Os últimos filmes de Ruy Guerra dialogam com o cinema brechtiano do dinamarquês  Lars von Trier. O de “Dogville” e “Manderlay”. Ou seja, abandonaram locações naturalistas e, centrados nos personagens, acontecem em espaço imaginário. Ou onírico. No caso do dinamarquês, riscos no chão delimitam a geografia espacial. No de Ruy Guerra (foi assim em “Quase Memória”, em “Aos Pedaços”), o espaço é abstrato, composto com massas luminosas e objetos rarefeitos.

Luciana Mazzotti, que foi diretora-assistente de “Aos Pedaços”, contou no palco do Cine Brasília que Ruy Guerra, diretor consagrado e em atividade aos 93 anos, fez questão de “distribuir seu poder com uma mulher”, parceira na concepção e direção do filme.

“A Fúria” amplia a presença feminina em sua narrativa. “Os Fuzis” era um filme de homens — soldados que chegavam a povoado miserável para defender a propriedade de um poderoso de possível saque perpetuado por flagelados pela seca. Só Maria Gladys ganhava destaque ao interpretar a moça que viveria rascante sequência de amor com o Mário de Nelson Xavier.

Em “A Queda”, os homens continuam no centro da narrativa, envoltos com as obras do Metrô carioca. Mas Isabel Ribeiro ganha destaque naquele mundo dominado pela testosterona.
------------------------------
Exercício breve 1. Reúna todas as linhas das entradas que contenham a palavra "several", levando em conta a distinção entre maiúsculas e minúsculas.
O trecho e as entradas não guardam relação entre si.
------------------------------
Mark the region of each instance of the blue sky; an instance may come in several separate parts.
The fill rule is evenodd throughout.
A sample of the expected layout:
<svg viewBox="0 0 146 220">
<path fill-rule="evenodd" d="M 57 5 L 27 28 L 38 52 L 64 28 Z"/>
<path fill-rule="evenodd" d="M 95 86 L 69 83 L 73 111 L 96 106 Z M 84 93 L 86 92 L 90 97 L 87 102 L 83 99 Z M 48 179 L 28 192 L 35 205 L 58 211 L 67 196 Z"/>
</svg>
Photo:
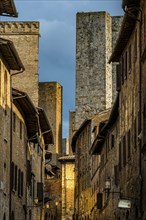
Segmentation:
<svg viewBox="0 0 146 220">
<path fill-rule="evenodd" d="M 112 16 L 122 15 L 121 2 L 15 0 L 19 17 L 11 20 L 40 22 L 39 80 L 57 81 L 63 86 L 63 137 L 68 136 L 69 111 L 75 110 L 76 13 L 107 11 Z"/>
</svg>

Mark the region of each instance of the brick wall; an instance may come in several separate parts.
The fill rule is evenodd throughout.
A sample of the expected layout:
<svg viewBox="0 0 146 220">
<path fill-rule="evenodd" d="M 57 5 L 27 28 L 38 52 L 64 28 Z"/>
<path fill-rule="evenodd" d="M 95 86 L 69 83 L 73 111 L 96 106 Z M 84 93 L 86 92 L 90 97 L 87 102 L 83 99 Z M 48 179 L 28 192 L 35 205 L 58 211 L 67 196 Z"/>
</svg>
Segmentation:
<svg viewBox="0 0 146 220">
<path fill-rule="evenodd" d="M 0 22 L 0 37 L 13 41 L 25 67 L 13 76 L 13 87 L 27 92 L 38 106 L 39 22 Z"/>
</svg>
------------------------------
Exercício breve 2. Transcreva fielmente do trecho sobre os filmes de Ruy Guerra a passagem que começa em "Os últimos filmes" e prossegue até "e objetos rarefeitos.".

Resposta correta 1.
Mark the region of each instance of the blue sky; an instance may come in several separate parts.
Mark the region of each instance of the brick wall; an instance may come in several separate parts.

Resposta correta 2.
Os últimos filmes de Ruy Guerra dialogam com o cinema brechtiano do dinamarquês  Lars von Trier. O de “Dogville” e “Manderlay”. Ou seja, abandonaram locações naturalistas e, centrados nos personagens, acontecem em espaço imaginário. Ou onírico. No caso do dinamarquês, riscos no chão delimitam a geografia espacial. No de Ruy Guerra (foi assim em “Quase Memória”, em “Aos Pedaços”), o espaço é abstrato, composto com massas luminosas e objetos rarefeitos.